== PASSAGE GIVEN ==

= Dost test =

United States court guideline

The Dost test is a six-factor guideline established in 1986 in the United States district court case United States v. Dost, 636 F. Supp. 828 (S.D.Cal. 1986). The case involved 22 nude or semi-nude photographs of females aged 10–14 years old. The undeveloped film containing the images was mailed to a photo processing company in Hollywood, Los Angeles, California.

==Criteria==
In order to better determine whether a visual depiction of a minor constitutes a "lascivious exhibition of the genitals or pubic area" under , the court developed six criteria. Not all of the criteria need to be met, nor are other criteria necessarily excluded in this test. For example, in United States v. Johnson, three Dost factors (sexually suggestive setting, inappropriate attire or unnatural poses, and a suggestion of sexual coyness) were absent from the videos taken by the defendant, but the Eighth Circuit ruled that a reasonable jury could still find that he had acted lasciviously.

1. Whether the focal point of the visual depiction is on the child's genitalia or pubic area.
2. Whether the setting of the visual depiction is sexually suggestive, i.e., in a place or pose generally associated with sexual activity.
3. Whether the child is depicted in an unnatural pose, or in inappropriate attire, considering the age of the child.
4. Whether the child is fully or partially clothed, or nude.
5. Whether the visual depiction suggests sexual coyness or a willingness to engage in sexual activity.
6. Whether the visual depiction is intended or designed to elicit a sexual response in the viewer.

==Case law==

Concerning the lascivious display of clothed genitalia, the U.S. Department of Justice described use of the Dost test in child pornography and 2257 documentation regulations in a 2008 rule, writing that the precedent United States v. Knox, 32 F.3d 733 (3d Cir. 1994) did not prohibit ordinary swim team or underwear model photographs, but "although the genitals were clothed in that case, they were covered by thin, opaque clothing with an obvious purpose to draw attention to them, were displayed by models who spread or extended their legs to make the pubic and genital region entirely visible to the viewer, and were displayed by models who danced or gyrated in a way indicative of adult sexual relations".

The Fifth Circuit of the United States departed from Dost with respect to the intent of the Defendant, concluding well that a given photo may constitute child pornography even if the photographer clearly had only asexual intent, and that likewise a photo of a child in a winter coat was not child pornography, even if a pedophile was sexually stimulated by the latter.

"Lascivious" can describe a multitude of elements including the child's partial or complete nudity or the focus of the image (as held in United States v. Kemmerling), the child's act (as held in Ferber), the filmmaker's intent, or the viewer's reaction (as held in Knox). In United States v. Horn, the Eighth Circuit held that even if the child is acting innocently, the images can be lascivious if they are intended to be sexual. In that case, videos had been taken of nude girls "freeze-framed at moments when their pubic areas are most exposed, as, for instance, when they are doing cartwheels; and these areas are at the center of the image and form the focus of the depiction." In Johnson, the court noted that "statements made by the producer about the images are relevant in determining whether the images were intended to elicit a sexual response in the viewer."

===
== RECORD SET ==

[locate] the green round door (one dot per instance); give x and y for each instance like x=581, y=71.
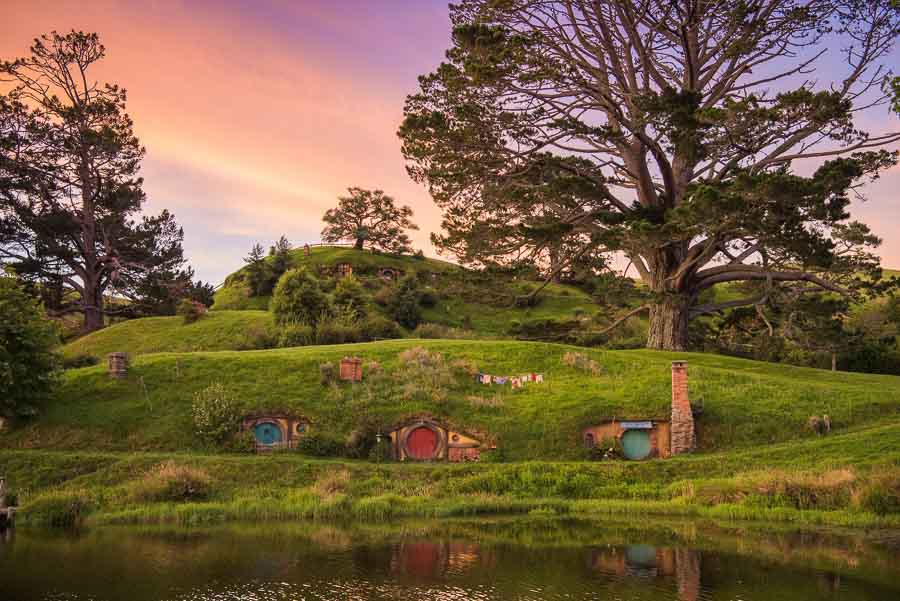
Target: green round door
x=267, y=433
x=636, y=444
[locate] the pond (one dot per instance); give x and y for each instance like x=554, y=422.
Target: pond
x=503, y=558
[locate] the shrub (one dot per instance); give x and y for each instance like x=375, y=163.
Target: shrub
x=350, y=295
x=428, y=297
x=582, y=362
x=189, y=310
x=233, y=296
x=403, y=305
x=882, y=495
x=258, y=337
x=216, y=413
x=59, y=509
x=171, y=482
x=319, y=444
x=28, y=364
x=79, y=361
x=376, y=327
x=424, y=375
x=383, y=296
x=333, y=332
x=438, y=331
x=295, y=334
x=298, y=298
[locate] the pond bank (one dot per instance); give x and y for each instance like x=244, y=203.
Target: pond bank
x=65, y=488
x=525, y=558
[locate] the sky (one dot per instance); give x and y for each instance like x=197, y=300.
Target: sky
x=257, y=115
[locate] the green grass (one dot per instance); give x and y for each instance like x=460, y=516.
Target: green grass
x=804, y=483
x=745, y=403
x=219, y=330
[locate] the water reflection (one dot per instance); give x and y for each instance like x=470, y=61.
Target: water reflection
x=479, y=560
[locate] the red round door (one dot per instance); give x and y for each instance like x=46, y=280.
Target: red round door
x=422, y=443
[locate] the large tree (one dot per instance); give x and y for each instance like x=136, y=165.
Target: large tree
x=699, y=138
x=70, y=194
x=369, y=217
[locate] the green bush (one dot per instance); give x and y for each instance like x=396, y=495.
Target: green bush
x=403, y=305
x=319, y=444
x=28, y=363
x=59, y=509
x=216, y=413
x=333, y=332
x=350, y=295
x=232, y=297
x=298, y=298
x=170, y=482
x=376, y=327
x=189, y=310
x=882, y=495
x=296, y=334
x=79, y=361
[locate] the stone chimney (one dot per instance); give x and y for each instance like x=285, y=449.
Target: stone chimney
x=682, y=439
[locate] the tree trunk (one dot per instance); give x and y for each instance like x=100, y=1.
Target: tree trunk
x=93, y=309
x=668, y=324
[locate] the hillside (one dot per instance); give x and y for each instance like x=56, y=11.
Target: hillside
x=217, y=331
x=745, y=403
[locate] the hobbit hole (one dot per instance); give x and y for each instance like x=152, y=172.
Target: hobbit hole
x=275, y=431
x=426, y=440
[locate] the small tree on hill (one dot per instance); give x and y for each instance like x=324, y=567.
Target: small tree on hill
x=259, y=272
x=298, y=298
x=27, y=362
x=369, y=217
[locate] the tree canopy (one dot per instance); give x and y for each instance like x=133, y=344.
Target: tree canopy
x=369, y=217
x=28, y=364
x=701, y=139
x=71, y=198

===

- REQUIREMENTS
1 > Find every line in the entries that contains the word "trunk" and copy each one.
2 > Carry on the article about the Dost test from the point where it stops.

- REPLIES
1 >
[locate] the tree trunk (one dot per instance); give x and y for each instance like x=100, y=1.
Target: tree trunk

2 >
== Relation to other elements of US child pornography law ==
Miller v. California sets the precedent as to what may constitute illegal obscenity generally under US law. Dost only focused on the prong of the Miller test that deals specifically with appealing to the prurient interest. The other two prongs of the Miller test are whether or not the material violates contemporary community standards and whether or not the material in question has serious artistic, literary, or political value.

However, because obscenity and child pornography are two distinct categories of speech, and child pornography is not required to be obscene, any relation to the Miller standard as applied to virtual/fictional child pornography is immaterial, as explained by Ashcroft v. Free Speech Coalition and United States v. Williams (2008).

On appeal of a court's determination that a depiction is lascivious, a de novo review is required, due to the First Amendment rights implicated.

==Criticism==

The test was criticized by NYU Law professor Amy Adler as forcing members of the public to look at pictures of children as a pedophile would in order to determine whether they are considered inappropriate. "As everything becomes child pornography in the eyes of the law—clothed children, coy children, children in settings where children are found—perhaps children themselves become pornographic".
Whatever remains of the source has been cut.